§ WHAT YOU NEED TO DO: Please return the full listing below without altering anything.

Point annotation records
━━━━━━━━━━━━━━━━━━━━━━━━━━━━━━
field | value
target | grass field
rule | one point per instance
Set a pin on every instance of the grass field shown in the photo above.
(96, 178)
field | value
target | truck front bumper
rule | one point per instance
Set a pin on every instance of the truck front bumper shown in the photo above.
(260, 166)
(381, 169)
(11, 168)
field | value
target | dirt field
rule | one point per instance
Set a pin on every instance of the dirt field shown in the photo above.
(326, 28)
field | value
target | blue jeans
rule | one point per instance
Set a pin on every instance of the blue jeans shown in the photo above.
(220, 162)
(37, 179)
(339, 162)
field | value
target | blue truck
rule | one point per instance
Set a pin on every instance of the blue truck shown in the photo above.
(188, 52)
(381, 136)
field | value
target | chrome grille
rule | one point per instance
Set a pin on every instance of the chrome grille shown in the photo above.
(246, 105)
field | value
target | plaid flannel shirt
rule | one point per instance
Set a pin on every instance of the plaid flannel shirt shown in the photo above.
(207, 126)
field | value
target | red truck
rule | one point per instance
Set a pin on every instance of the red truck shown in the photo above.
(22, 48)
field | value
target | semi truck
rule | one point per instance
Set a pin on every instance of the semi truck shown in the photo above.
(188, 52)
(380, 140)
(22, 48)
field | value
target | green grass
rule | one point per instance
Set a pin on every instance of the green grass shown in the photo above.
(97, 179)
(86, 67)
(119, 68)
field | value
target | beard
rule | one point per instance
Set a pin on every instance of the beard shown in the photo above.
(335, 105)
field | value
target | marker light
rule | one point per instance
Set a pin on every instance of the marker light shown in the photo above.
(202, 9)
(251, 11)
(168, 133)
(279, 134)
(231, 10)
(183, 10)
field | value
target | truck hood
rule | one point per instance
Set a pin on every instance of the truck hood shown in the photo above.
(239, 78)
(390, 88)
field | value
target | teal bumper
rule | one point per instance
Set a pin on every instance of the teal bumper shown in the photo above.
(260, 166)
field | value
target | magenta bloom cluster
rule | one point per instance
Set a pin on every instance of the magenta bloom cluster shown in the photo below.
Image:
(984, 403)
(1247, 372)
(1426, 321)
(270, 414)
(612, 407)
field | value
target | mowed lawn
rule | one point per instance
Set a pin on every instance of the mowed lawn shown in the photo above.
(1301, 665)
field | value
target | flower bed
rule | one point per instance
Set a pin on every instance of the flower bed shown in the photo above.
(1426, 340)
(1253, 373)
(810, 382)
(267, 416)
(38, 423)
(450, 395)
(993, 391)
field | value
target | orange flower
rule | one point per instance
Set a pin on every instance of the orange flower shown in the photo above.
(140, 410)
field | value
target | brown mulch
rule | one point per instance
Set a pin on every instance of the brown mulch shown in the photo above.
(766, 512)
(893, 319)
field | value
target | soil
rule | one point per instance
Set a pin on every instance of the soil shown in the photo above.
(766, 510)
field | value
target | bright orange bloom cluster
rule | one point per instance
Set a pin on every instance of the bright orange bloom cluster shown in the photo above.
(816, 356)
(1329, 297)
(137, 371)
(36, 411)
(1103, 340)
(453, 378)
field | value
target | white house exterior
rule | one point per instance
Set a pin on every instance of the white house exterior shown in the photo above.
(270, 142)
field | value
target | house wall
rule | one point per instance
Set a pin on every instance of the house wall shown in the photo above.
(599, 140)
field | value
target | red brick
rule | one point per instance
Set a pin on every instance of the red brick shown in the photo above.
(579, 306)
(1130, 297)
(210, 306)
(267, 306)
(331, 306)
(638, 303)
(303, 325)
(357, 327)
━━━━━━━━━━━━━━━━━━━━━━━━━━━━━━
§ SOLUTION:
field | value
target | grass field
rule | one point per instance
Set a pin on every instance of the grass field shown in the photo above.
(96, 178)
field | value
target | truck front bumper
rule | one point per instance
Set a pin on every instance of the truck front bumper shown in the photo above.
(260, 166)
(381, 169)
(11, 168)
field | value
target | dirt field
rule | one point per instance
Set a pin on every instance of the dirt field shown in the photo above.
(326, 28)
field | value
target | blue jeans
rule | one point per instance
Set a pin on every instance of the blue jeans shown in the photo above.
(220, 162)
(37, 179)
(339, 162)
field | value
target | blue truck
rule | one point per instance
Set a pin on every instance of the blue truck shown in the photo above.
(188, 52)
(381, 136)
field | value
target | chrome grille
rule | one point per instance
Set a pin on every instance of the chrome grille shown in the photo above.
(246, 105)
field | value
target | plaid flannel shirt
rule | one point per instance
Set a pin on every instance of the plaid flannel shirt shown in the photo above.
(207, 126)
field | value
target | red truck
rule | one point per instance
Set a pin on every instance of the red truck shown in the photo above.
(22, 48)
field | value
target | semi truck
rule | one point per instance
Set a pin on every instance of the semi truck shown in the photo above.
(188, 52)
(380, 140)
(22, 48)
field | value
target | green grass
rule | one point per instance
Set a pin on every instance of the green grass shown in the photo above.
(97, 179)
(86, 67)
(119, 68)
field | value
target | beard
rule | one point per instance
Set a pin on every instance of the beard shown in the photo above.
(335, 105)
field | value
target | marker light
rule | one point per instance
Set a pin on every instance of the marker light shown in the photo above.
(202, 9)
(251, 11)
(168, 133)
(279, 134)
(231, 10)
(183, 10)
field | value
target | truck hood
rule | one point per instance
Set a pin on every instance of the truck hood shown in the photo above.
(239, 78)
(390, 88)
field | value
target | teal bumper
rule | one point per instance
Set a pin on every instance of the teal bumper shown in the photo above.
(260, 166)
field | value
target | magenta bloom cluster
rule | one point per instance
Set a pin on every instance of the magenta bloom cluster shown in the photo below.
Image:
(984, 403)
(1247, 372)
(1426, 321)
(270, 414)
(612, 407)
field | value
target | mowed lawn
rule | one point per instance
Set a pin on every instance of the mowed lawn shown in the photo above.
(1301, 665)
field | value
target | flower bed
rule | one point per instance
Set a pin on every instance of the flower bed shown in the photo above.
(1426, 340)
(1253, 373)
(810, 382)
(267, 416)
(38, 423)
(450, 395)
(993, 391)
field | value
target | orange flower
rule | one point per instance
Set a pin on every instance of the orange flower shown in the photo above.
(140, 410)
field | value
target | brown mulch
rule | one point per instance
Set a pin on every instance of the brown mulch shown in the photo above.
(766, 512)
(893, 319)
field | value
target | soil
rule | one point per instance
Set a pin on every instance of the soil shown in the photo above.
(766, 510)
field | value
target | bright orange bloom cluster
rule | one point per instance
Set a pin on every instance of the bright orange bloom cluster shown in the photo above.
(816, 356)
(1329, 297)
(137, 371)
(36, 411)
(1103, 340)
(453, 378)
field | value
target | white house exterior
rule | one point per instance
Set a pin on every instance of the white house exterior shown in the photo above.
(270, 142)
field | value
target | house wall
rule | one point per instance
Set a pin on every instance of the house wall shown in the photo above.
(599, 140)
field | value
target | red brick
rule | one point per instance
Set a pin on every instance of the red brick shown in the photo above.
(579, 306)
(1130, 297)
(210, 306)
(267, 306)
(331, 306)
(638, 303)
(303, 325)
(357, 327)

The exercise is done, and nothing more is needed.